--- TASK DESCRIPTION ---
What lines in the records below include the word "bars"? Return each one.

╭─ DATA LISTING

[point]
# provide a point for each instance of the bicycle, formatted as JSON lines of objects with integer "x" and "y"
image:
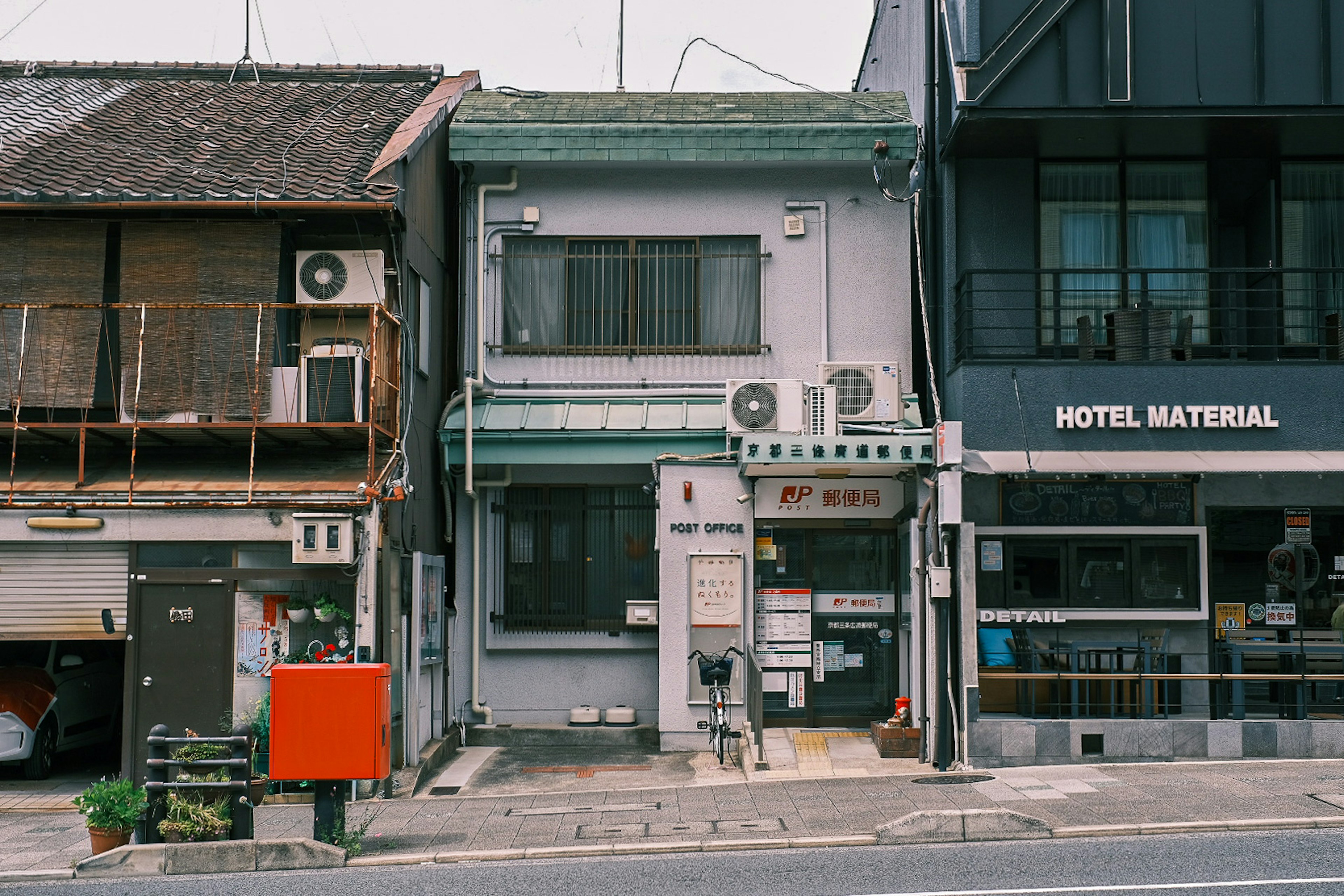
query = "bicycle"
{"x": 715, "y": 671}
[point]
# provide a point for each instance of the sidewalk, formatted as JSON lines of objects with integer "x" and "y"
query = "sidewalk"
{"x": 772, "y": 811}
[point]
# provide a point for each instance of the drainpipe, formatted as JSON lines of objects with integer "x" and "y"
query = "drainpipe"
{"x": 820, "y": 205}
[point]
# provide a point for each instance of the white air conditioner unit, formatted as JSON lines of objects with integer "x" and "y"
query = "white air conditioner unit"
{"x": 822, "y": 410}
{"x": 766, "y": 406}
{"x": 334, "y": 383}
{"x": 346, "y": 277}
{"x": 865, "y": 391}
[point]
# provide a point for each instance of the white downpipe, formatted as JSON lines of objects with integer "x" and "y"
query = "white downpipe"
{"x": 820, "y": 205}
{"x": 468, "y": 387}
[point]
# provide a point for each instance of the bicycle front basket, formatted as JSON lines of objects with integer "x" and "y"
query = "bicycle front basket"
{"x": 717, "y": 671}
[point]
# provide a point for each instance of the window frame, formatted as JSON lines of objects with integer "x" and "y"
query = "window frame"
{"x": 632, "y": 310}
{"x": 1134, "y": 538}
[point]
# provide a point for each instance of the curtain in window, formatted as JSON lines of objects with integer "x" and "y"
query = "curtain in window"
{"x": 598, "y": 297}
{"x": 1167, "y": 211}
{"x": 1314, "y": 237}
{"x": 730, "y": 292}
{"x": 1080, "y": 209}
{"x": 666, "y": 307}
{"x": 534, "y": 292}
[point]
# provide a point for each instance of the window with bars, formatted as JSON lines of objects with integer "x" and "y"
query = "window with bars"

╰─
╭─ DATA LISTING

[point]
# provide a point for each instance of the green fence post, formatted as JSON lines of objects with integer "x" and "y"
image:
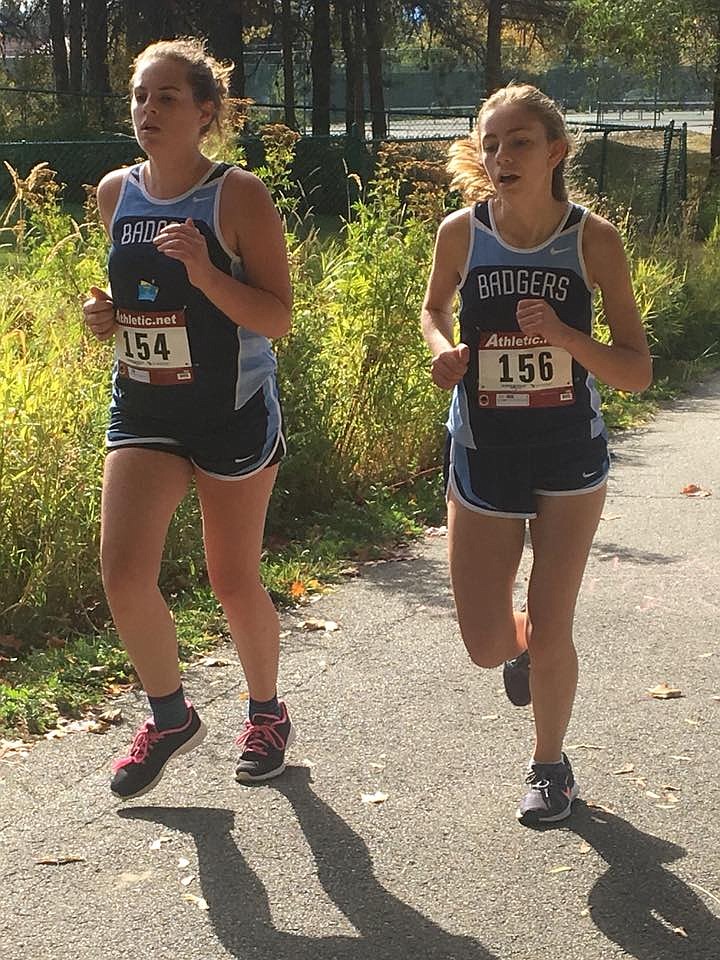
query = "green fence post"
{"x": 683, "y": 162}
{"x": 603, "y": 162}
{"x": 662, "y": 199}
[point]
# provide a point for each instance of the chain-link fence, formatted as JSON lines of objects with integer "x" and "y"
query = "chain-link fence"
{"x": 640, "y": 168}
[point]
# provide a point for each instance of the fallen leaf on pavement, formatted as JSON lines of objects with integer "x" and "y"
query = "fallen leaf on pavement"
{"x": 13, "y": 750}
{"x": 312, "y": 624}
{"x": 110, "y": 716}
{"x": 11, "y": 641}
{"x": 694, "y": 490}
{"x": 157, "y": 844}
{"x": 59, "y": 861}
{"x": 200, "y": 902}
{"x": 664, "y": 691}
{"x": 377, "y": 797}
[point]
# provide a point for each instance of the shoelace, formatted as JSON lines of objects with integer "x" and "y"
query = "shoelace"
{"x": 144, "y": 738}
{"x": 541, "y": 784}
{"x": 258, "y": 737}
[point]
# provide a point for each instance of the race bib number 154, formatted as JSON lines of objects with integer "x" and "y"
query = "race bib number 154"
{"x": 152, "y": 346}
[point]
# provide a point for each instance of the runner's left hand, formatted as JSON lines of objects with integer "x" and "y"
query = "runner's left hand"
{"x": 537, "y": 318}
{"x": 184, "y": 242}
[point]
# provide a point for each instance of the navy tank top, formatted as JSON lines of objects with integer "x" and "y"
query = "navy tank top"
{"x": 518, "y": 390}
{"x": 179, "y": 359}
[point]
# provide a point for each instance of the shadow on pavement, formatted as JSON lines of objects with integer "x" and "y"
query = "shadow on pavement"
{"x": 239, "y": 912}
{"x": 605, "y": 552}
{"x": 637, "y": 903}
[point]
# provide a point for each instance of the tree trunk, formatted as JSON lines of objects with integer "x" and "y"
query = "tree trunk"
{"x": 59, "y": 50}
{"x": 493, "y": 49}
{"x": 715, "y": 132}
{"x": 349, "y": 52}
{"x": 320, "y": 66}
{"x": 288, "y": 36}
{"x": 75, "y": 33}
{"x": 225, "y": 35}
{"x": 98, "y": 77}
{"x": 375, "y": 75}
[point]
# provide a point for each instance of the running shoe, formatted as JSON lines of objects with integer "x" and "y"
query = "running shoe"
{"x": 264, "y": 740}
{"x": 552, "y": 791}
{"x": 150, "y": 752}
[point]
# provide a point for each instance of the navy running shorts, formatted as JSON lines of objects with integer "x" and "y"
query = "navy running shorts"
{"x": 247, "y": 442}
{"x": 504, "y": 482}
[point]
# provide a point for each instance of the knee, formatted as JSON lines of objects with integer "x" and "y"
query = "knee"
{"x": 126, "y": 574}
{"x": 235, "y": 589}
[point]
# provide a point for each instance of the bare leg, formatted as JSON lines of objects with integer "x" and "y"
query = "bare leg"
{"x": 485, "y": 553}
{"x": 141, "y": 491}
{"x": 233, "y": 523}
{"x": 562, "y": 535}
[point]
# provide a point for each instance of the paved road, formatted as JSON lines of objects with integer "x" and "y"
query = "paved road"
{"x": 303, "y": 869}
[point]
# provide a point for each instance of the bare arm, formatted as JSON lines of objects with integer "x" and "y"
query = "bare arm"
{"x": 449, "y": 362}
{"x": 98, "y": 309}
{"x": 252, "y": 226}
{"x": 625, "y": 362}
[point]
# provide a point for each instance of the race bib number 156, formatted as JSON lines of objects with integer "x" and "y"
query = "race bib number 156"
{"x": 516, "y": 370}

╰─
╭─ DATA LISTING

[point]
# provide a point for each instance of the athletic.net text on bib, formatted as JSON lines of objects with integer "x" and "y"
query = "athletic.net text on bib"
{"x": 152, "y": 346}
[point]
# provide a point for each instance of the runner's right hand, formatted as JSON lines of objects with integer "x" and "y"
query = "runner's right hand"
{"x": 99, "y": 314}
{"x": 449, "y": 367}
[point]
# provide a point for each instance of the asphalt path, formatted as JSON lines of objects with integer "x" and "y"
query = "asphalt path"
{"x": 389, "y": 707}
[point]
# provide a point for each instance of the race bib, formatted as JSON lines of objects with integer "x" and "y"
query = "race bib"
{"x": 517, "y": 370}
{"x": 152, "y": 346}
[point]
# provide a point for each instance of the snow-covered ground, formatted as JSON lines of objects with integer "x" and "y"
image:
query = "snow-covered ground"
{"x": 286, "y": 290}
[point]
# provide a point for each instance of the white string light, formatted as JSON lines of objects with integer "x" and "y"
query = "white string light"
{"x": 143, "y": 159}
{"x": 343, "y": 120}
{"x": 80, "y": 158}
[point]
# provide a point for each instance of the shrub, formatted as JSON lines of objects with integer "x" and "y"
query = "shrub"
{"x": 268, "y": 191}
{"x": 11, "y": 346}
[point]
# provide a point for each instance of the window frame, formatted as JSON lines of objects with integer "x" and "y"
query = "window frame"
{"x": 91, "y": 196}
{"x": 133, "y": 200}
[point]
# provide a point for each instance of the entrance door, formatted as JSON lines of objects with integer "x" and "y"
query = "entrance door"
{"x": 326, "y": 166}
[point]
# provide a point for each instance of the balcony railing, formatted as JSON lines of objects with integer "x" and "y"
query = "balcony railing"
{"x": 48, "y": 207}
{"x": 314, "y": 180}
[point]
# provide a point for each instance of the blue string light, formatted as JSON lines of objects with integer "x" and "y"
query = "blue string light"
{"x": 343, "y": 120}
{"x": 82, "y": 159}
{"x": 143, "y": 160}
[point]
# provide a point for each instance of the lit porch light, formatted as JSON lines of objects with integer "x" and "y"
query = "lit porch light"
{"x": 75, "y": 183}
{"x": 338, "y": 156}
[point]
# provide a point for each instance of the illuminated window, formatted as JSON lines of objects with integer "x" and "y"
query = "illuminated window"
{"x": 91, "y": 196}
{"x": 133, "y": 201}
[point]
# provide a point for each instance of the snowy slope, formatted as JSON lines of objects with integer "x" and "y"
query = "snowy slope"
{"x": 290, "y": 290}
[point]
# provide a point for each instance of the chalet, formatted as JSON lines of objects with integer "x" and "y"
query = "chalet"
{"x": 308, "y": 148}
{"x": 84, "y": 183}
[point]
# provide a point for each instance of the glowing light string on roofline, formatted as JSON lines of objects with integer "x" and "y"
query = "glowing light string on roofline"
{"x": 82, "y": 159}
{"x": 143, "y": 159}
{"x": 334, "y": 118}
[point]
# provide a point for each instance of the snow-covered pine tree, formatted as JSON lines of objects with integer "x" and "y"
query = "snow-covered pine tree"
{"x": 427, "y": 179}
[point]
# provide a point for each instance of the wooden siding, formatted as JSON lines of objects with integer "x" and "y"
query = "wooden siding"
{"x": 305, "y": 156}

╰─

--- ANSWER BOX ---
# provide a point for each instance of the window with bars, formatted as JSON lines of objects with integer "x" and "y"
query = "window with bars"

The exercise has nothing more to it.